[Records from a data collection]
____
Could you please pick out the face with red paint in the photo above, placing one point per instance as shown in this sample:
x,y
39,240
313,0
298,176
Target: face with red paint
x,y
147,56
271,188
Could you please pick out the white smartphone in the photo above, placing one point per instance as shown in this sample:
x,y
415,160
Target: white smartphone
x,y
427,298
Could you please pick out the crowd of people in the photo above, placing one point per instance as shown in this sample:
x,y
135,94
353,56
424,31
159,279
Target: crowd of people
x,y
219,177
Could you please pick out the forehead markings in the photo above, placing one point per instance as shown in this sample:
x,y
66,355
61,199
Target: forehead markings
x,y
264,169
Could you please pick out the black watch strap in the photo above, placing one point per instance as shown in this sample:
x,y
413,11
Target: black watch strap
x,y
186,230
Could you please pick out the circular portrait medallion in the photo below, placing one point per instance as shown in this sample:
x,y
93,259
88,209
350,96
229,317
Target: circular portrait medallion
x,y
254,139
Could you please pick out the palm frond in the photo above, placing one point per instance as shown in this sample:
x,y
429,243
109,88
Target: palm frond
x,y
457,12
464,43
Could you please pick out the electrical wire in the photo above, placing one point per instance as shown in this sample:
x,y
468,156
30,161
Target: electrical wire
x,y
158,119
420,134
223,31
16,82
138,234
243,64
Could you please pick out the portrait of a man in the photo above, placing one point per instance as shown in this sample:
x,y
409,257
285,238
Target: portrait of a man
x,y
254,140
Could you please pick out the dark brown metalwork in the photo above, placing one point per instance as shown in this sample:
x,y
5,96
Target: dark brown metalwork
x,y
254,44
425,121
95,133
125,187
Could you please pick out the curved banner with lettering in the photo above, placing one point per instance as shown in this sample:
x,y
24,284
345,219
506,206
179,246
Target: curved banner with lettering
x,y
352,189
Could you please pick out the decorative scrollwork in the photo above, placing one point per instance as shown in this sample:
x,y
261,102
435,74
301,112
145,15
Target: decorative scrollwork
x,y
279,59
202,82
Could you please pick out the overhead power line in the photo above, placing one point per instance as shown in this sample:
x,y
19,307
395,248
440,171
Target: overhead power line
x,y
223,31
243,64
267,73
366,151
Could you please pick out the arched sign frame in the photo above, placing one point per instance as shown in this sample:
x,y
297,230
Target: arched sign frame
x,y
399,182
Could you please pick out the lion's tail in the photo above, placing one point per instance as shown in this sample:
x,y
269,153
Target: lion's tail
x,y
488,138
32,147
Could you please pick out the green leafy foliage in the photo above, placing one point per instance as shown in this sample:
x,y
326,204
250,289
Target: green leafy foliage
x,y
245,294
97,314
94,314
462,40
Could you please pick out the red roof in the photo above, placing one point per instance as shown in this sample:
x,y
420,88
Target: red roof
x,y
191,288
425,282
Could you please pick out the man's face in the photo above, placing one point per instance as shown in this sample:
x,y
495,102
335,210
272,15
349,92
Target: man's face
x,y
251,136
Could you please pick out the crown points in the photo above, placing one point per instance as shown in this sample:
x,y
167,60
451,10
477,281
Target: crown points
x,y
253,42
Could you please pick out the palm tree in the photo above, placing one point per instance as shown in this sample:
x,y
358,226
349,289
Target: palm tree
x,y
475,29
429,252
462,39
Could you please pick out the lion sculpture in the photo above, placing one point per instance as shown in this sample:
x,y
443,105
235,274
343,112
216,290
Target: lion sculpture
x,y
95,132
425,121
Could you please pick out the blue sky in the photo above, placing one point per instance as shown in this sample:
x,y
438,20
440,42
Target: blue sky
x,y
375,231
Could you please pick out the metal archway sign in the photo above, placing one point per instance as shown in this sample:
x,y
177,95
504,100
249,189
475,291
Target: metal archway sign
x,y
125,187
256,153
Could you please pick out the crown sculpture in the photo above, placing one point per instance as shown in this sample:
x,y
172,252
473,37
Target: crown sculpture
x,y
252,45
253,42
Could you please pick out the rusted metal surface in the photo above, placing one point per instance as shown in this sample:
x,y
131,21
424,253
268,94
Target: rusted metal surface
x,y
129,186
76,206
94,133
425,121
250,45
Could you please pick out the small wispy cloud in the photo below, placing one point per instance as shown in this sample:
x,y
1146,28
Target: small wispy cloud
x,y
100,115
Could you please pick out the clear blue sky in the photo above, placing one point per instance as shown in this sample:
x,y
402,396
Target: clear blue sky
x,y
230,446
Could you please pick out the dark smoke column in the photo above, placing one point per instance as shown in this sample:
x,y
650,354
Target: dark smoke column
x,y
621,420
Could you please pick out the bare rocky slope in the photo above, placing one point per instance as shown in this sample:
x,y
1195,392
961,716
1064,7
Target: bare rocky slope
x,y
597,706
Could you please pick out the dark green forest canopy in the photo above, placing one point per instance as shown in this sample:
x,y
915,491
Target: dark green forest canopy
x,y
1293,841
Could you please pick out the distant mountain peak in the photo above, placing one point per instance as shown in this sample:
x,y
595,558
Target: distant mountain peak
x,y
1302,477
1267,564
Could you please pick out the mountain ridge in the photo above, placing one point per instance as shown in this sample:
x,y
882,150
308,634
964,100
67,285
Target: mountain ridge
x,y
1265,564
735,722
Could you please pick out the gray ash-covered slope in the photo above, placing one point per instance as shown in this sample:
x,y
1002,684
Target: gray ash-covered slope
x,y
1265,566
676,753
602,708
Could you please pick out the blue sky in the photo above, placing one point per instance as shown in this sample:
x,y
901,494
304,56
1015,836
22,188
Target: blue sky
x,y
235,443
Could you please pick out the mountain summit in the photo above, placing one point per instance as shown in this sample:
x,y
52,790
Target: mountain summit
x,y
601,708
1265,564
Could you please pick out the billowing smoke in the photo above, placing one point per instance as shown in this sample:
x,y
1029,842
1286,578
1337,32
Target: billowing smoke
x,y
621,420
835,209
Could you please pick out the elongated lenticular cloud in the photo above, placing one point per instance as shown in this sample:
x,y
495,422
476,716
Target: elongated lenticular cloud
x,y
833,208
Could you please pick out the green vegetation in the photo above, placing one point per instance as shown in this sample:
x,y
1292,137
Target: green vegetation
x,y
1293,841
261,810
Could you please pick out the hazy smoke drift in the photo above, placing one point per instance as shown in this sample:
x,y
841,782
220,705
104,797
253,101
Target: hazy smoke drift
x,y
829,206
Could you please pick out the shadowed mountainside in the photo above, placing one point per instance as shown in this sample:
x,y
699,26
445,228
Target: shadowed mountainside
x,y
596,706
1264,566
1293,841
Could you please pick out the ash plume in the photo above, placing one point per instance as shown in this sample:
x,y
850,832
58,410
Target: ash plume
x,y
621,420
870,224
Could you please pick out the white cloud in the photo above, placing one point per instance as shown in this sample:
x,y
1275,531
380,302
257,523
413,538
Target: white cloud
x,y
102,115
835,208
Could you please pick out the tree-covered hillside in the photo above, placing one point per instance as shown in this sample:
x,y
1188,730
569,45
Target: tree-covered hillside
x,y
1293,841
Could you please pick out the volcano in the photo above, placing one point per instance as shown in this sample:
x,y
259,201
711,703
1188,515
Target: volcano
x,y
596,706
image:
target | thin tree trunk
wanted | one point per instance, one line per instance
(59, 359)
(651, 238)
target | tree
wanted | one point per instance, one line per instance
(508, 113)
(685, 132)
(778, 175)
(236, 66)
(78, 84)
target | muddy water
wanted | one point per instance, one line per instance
____
**Task prompt:** In this exercise, the data above is to be printed exactly.

**Problem solution:**
Could you please pick out the face with red paint in the photo above, placing one point per instance as shown in this sample:
x,y
39,240
313,0
298,176
Target: face with red paint
x,y
147,56
271,188
Could you please pick out the white smartphone in the photo above, placing one point per instance as shown in this sample:
x,y
415,160
Target: white smartphone
x,y
427,298
Could you please pick out the crowd of people in the photo above, placing one point per instance as shown in this sample:
x,y
135,94
353,56
424,31
159,279
Target: crowd of people
x,y
219,177
Could you please pick out the forehead markings in the photo above, placing one point per instance as shown in this sample:
x,y
66,355
61,199
Target: forehead markings
x,y
264,169
Could you please pick out the black watch strap in the photo above, placing one point per instance as shown in this sample:
x,y
413,11
Target: black watch strap
x,y
186,230
Could you please pick out the circular portrait medallion in the photo below, placing one point per instance as shown in this sample:
x,y
93,259
88,209
350,96
229,317
Target: circular portrait medallion
x,y
254,139
Could you please pick out the palm frond in the photo above, placing one point per instance as shown in this sample:
x,y
429,243
109,88
Target: palm frond
x,y
457,12
464,43
Could you please pick out the electrical wire in the photo above, placing one point per instance as shown in this sample:
x,y
468,156
30,161
Target: electrical wire
x,y
158,119
420,134
223,31
16,82
138,234
243,64
Could you please pick out the portrait of a man in the photo above, placing one point per instance as shown in this sample:
x,y
409,257
285,238
Target: portrait of a man
x,y
254,140
Could you please pick out the dark brown metalwork in the photo above, placing one point per instance as shown in this sample:
x,y
5,96
Target: dark brown metalwork
x,y
254,44
425,121
95,133
125,187
Could you please pick out the curved banner with lettering in the photo above, placing one point per instance as shown in this sample:
x,y
24,284
345,219
506,206
179,246
Target: curved banner with lettering
x,y
352,189
Could you please pick out the decorative scrollwork in the photo above, placing one point per instance as shown in this sample:
x,y
261,102
435,74
301,112
145,15
Target: decorative scrollwork
x,y
279,59
202,82
Could you please pick out the overhead power line in the photo above, placing one point per instance as shown in this sample:
x,y
19,307
395,248
440,171
Target: overhead power line
x,y
223,31
243,64
267,73
366,151
Could you please pick out the arched sign frame in the photo above, placing one point per instance as shown in this sample:
x,y
297,230
Target: arched sign frame
x,y
399,182
Could you please pick out the lion's tail in the photo above, placing one point per instance as shown in this sample:
x,y
269,153
Target: lion's tail
x,y
488,138
32,147
Could you please pick out the green leafy foliage in the photo above, placing one point per instance as shown in this sample:
x,y
326,204
250,289
Target: green leafy foliage
x,y
245,294
97,314
94,314
462,40
Could you please pick out the red roof in the photo above, placing one point per instance as shown in this sample:
x,y
420,88
Target: red roof
x,y
191,288
425,282
Could you please pick out the man's face in the photo above, placing one point per instance as shown in this sample:
x,y
495,102
335,210
272,15
349,92
Target: man's face
x,y
251,136
Could you please pick out the crown points in the photo above, placing one point per instance as shown in this sample:
x,y
167,60
451,10
477,281
Target: crown points
x,y
253,42
Could you please pick out the palm tree in the photo above, placing one point per instance as shown in this sample:
x,y
358,226
349,289
Target: palm tree
x,y
475,29
429,252
462,39
Could you please pick out the lion sculpture in the photo above, placing one point per instance as shown in this sample:
x,y
443,105
235,274
343,112
216,290
Target: lion sculpture
x,y
95,132
425,121
Could you please pick out the blue sky in the photo above, placing one point per instance as shown in this sample:
x,y
438,20
440,42
Target: blue sky
x,y
375,231
Could you please pick out the metal archway sign in the photo above, placing one point per instance as shown in this sample:
x,y
177,95
504,100
249,189
475,291
Target: metal archway sign
x,y
125,187
256,153
Could you please pick out the crown sculpture in the photo above, placing one point per instance as shown in this sample:
x,y
172,252
473,37
Target: crown sculpture
x,y
252,45
253,42
Could you please pick out the rusted metal surface in the photo above, placing one point per instance as shown in this sample:
x,y
131,21
424,253
268,94
Target: rusted metal surface
x,y
129,186
76,206
94,133
425,121
250,45
Could you please pick out the small wispy cloud in the photo below, placing one point per instance as shown in this sample:
x,y
1146,28
Target: small wispy cloud
x,y
100,115
Could you please pick out the clear blue sky in the photo above, placing one point per instance as shown in this sample:
x,y
402,396
Target: clear blue sky
x,y
230,446
Could you please pick out the dark smoke column in the photo above, placing one point per instance as shown in this sample:
x,y
650,354
Target: dark smoke column
x,y
621,420
Could you please pick out the bare rocky slope in the photo above, placing one point per instance as shown in this sample:
x,y
1195,392
961,716
1064,7
Target: bare rocky slope
x,y
597,706
Could you please pick out the dark green forest canopy in the photo above, placing one point per instance as shown in this sample:
x,y
915,491
Target: dark green forest canopy
x,y
1293,841
Could you please pick out the distant mountain peak in the photo above, placing one point per instance as shown in this sample:
x,y
595,558
Target: distant mountain peak
x,y
1302,477
1267,564
Could you please pick out the mountain ridge in the photo above, placing one point per instance as shown in this sample:
x,y
882,150
308,634
964,100
67,285
Target: mountain ridge
x,y
1265,564
735,722
Could you please pick out the gray ash-covered slope in the photo above, placing one point per instance as shown in this sample:
x,y
1002,684
Target: gray ash-covered slope
x,y
1265,566
676,753
602,708
Could you please pick out the blue sky in the photo above, placing one point per instance as shown in this sample:
x,y
901,494
304,56
1015,836
22,188
Target: blue sky
x,y
235,443
Could you please pick out the mountain summit in the photo above, placing one point per instance as shown in this sample:
x,y
52,790
Target: mountain summit
x,y
601,708
1265,564
Could you please pick out the billowing smoke in the photo above, placing one point per instance as shown in this sample:
x,y
1029,842
1286,578
1337,32
Target: billowing smoke
x,y
621,420
835,209
Could you please pick out the elongated lenticular cloud in the photo above, placing one point per instance as shown in this sample:
x,y
495,422
476,716
Target: elongated lenticular cloud
x,y
833,208
Could you please pick out the green vegetation in the photo above, placing one point per instance as shown in this sample:
x,y
1292,137
Target: green vegetation
x,y
1293,841
261,810
Could you please pick out the hazy smoke drift in the photo above, placing one point per instance as shown in this sample:
x,y
841,782
220,705
104,797
253,101
Target: hazy smoke drift
x,y
829,206
Could you please pick out the shadowed mountainside in the photo above, placing one point per instance as shown in this sample:
x,y
699,26
445,228
Target: shadowed mountainside
x,y
596,706
1264,566
1293,841
Could you please pick out the ash plume in the photo above, placing one point per instance as shown in this sample:
x,y
850,832
58,410
Target: ash plume
x,y
621,420
870,224
Could you please pick out the white cloud in the photo above, placing one point per instance as shown in this sample:
x,y
1275,531
380,302
257,523
413,538
Target: white cloud
x,y
102,115
835,208
Could you please pick out the tree-covered hillside in the photo above, placing one point per instance as shown in this sample:
x,y
1188,730
569,45
Target: tree-covered hillside
x,y
1293,841
Could you please pick out the volcano in the photo above, placing one point per instance as shown in this sample:
x,y
259,201
711,703
1188,515
Target: volcano
x,y
596,706
image:
target | thin tree trunk
wanted | one point per instance, one line per instance
(59, 359)
(651, 238)
target | tree
wanted | one point per instance, one line per instance
(508, 113)
(685, 132)
(778, 175)
(236, 66)
(78, 84)
target | muddy water
wanted | one point per instance, one line per instance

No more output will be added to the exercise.